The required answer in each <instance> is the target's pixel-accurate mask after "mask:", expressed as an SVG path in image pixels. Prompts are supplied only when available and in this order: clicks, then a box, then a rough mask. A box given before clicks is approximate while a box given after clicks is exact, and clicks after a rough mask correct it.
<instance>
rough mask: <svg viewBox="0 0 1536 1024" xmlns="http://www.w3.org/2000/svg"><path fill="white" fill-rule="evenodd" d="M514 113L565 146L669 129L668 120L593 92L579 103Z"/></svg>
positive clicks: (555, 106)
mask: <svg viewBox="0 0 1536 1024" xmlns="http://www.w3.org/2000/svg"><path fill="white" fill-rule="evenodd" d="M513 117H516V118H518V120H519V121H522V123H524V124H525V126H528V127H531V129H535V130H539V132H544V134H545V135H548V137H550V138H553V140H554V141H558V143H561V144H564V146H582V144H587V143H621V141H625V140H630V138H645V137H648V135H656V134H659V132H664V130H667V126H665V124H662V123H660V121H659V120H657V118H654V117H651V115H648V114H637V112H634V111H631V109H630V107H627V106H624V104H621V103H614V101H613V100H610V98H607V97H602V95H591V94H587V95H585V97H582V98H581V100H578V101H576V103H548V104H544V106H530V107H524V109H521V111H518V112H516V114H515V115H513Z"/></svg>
■ ■ ■
All of the data shown above must be copied exactly.

▶ **RESPONSE BELOW**
The required answer in each <instance> is the target's pixel-accurate mask after "mask:", expressed as an SVG path in image pixels. Prompts are supplied only when available and in this order: clicks, then a box, then a rough mask. A box given before clicks is approximate while a box given after clicks is exact, and clicks after a rough mask correct it.
<instance>
rough mask: <svg viewBox="0 0 1536 1024" xmlns="http://www.w3.org/2000/svg"><path fill="white" fill-rule="evenodd" d="M514 113L565 146L669 129L668 120L593 92L579 103Z"/></svg>
positive clicks: (555, 106)
mask: <svg viewBox="0 0 1536 1024" xmlns="http://www.w3.org/2000/svg"><path fill="white" fill-rule="evenodd" d="M513 117H516V118H518V120H519V121H522V123H524V124H525V126H528V127H531V129H535V130H539V132H544V134H545V135H548V137H550V138H553V140H554V141H558V143H561V144H564V146H582V144H587V143H621V141H625V140H630V138H645V137H648V135H656V134H659V132H664V130H667V126H665V124H662V123H660V121H659V120H657V118H654V117H651V115H648V114H637V112H634V111H631V109H630V107H627V106H624V104H621V103H614V101H613V100H610V98H607V97H602V95H591V94H587V95H585V97H582V98H581V100H578V101H576V103H548V104H544V106H530V107H524V109H521V111H518V112H516V114H515V115H513Z"/></svg>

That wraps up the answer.